### [Direction]
Present every line of the data below as a numbered list, leaving out any blank lines.
###
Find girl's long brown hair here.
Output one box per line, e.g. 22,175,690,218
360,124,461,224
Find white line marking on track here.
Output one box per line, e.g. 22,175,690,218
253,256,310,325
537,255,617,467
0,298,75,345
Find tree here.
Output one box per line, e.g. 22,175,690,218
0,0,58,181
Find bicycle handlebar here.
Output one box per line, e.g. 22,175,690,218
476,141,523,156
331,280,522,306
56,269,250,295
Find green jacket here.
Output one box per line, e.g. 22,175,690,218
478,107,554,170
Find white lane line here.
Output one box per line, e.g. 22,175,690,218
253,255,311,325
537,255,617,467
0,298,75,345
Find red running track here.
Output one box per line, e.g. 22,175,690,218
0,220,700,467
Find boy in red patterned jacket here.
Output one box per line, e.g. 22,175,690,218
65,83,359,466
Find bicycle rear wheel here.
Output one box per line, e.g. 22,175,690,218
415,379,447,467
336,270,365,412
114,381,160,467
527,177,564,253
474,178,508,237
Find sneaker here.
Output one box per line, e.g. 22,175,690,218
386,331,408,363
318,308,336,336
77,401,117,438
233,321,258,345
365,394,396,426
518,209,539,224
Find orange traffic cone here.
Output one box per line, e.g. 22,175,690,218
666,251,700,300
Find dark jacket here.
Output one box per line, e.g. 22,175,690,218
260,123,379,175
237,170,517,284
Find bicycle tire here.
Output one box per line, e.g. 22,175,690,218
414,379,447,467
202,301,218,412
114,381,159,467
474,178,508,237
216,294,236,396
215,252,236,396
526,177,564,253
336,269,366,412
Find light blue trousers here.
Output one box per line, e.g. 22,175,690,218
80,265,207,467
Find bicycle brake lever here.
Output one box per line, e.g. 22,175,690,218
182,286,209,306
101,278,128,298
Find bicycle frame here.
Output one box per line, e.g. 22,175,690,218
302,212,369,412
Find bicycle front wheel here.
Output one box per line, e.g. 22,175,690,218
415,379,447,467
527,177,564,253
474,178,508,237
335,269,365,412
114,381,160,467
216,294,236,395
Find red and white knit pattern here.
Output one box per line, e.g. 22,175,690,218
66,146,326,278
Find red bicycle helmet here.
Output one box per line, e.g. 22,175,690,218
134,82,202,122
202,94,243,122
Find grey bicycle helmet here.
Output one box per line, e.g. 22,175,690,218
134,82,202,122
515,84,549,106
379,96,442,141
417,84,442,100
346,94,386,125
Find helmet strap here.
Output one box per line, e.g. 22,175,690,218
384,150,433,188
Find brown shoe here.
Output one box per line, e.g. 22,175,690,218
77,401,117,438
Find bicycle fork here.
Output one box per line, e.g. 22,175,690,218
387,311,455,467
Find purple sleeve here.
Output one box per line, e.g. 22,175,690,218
###
### [Correct result]
1. Find girl's long brown hair here.
2. Output one box per line, e.g. 22,175,690,218
3. 360,124,461,224
4. Find white line marking on track here.
5. Output one box per line, e.g. 22,175,690,218
6. 253,256,310,325
7. 537,255,617,467
8. 0,298,75,345
9. Find tree here.
10. Output one box per line, e.g. 22,175,690,218
11. 0,0,58,181
12. Find bicycle handlebar here.
13. Output one box per line, e.g. 22,175,690,218
14. 476,141,523,156
15. 331,280,522,306
16. 56,269,250,295
17. Find green jacket here.
18. Output one box per line, e.g. 22,175,690,218
19. 478,107,554,170
20. Find white lane line here.
21. Output one box per line, e.g. 22,175,690,218
22. 253,255,311,325
23. 537,255,617,467
24. 0,298,75,345
25. Find red running track here.
26. Output one box per line, e.g. 22,175,690,218
27. 0,220,700,467
28. Find boy in red patterned jacket here.
29. Output one box per line, e.g. 22,175,690,218
30. 65,83,359,466
31. Find bicycle rear wheel here.
32. Output one box per line, e.g. 22,175,690,218
33. 415,379,447,467
34. 336,270,365,412
35. 114,381,160,467
36. 527,177,564,253
37. 474,178,508,237
38. Find sneaker here.
39. Output one box per line, e.g. 22,175,690,218
40. 386,331,408,363
41. 318,308,336,336
42. 77,401,117,438
43. 233,321,258,345
44. 365,394,396,426
45. 518,209,539,224
46. Find orange traffic cone here.
47. Output one box per line, e.g. 22,175,690,218
48. 666,251,700,300
49. Find dark jacket here.
50. Output one box per line, e.g. 22,175,690,218
51. 260,123,379,175
52. 237,170,517,284
53. Find bicycle tire here.
54. Output one box per line, e.g. 22,175,690,218
55. 414,379,447,467
56. 202,301,218,412
57. 114,381,159,467
58. 474,178,508,237
59. 216,294,236,396
60. 215,252,236,396
61. 526,177,564,253
62. 336,269,366,412
63. Find light blue trousers here.
64. Output one box per line, e.g. 22,175,690,218
65. 80,265,207,467
66. Find bicycle brake lever here.
67. Output one box per line, e.g. 22,175,690,218
68. 182,286,209,306
69. 101,278,128,298
70. Find bicycle frame here.
71. Output one box per line, e.g. 22,175,690,218
72. 302,212,369,412
73. Find bicycle front wheel here.
74. Output one box per line, e.g. 22,175,690,218
75. 415,379,447,467
76. 527,177,564,253
77. 474,178,508,237
78. 335,269,365,412
79. 114,381,160,467
80. 216,294,236,395
81. Find red and white knit pattern here.
82. Output one box per line, e.g. 22,175,690,218
83. 66,146,326,278
84. Find red bicycle helmet here.
85. Output one box per line, e.g. 22,175,690,218
86. 134,82,202,122
87. 202,94,243,122
88. Find grey bicycle helmet here.
89. Output one box per line, e.g. 22,175,690,218
90. 134,82,202,122
91. 515,84,549,106
92. 379,96,442,141
93. 417,84,442,100
94. 346,94,386,125
95. Find helmet strap here.
96. Output one box per line, e.g. 22,175,690,218
97. 384,150,433,188
98. Find brown shoe here.
99. Output one box per line, e.g. 22,175,690,218
100. 77,401,117,438
101. Find bicycle fork here.
102. Output one box per line, e.g. 22,175,690,218
103. 387,311,455,467
104. Find purple sleeve here.
105. Output one box per line, e.g. 22,175,690,218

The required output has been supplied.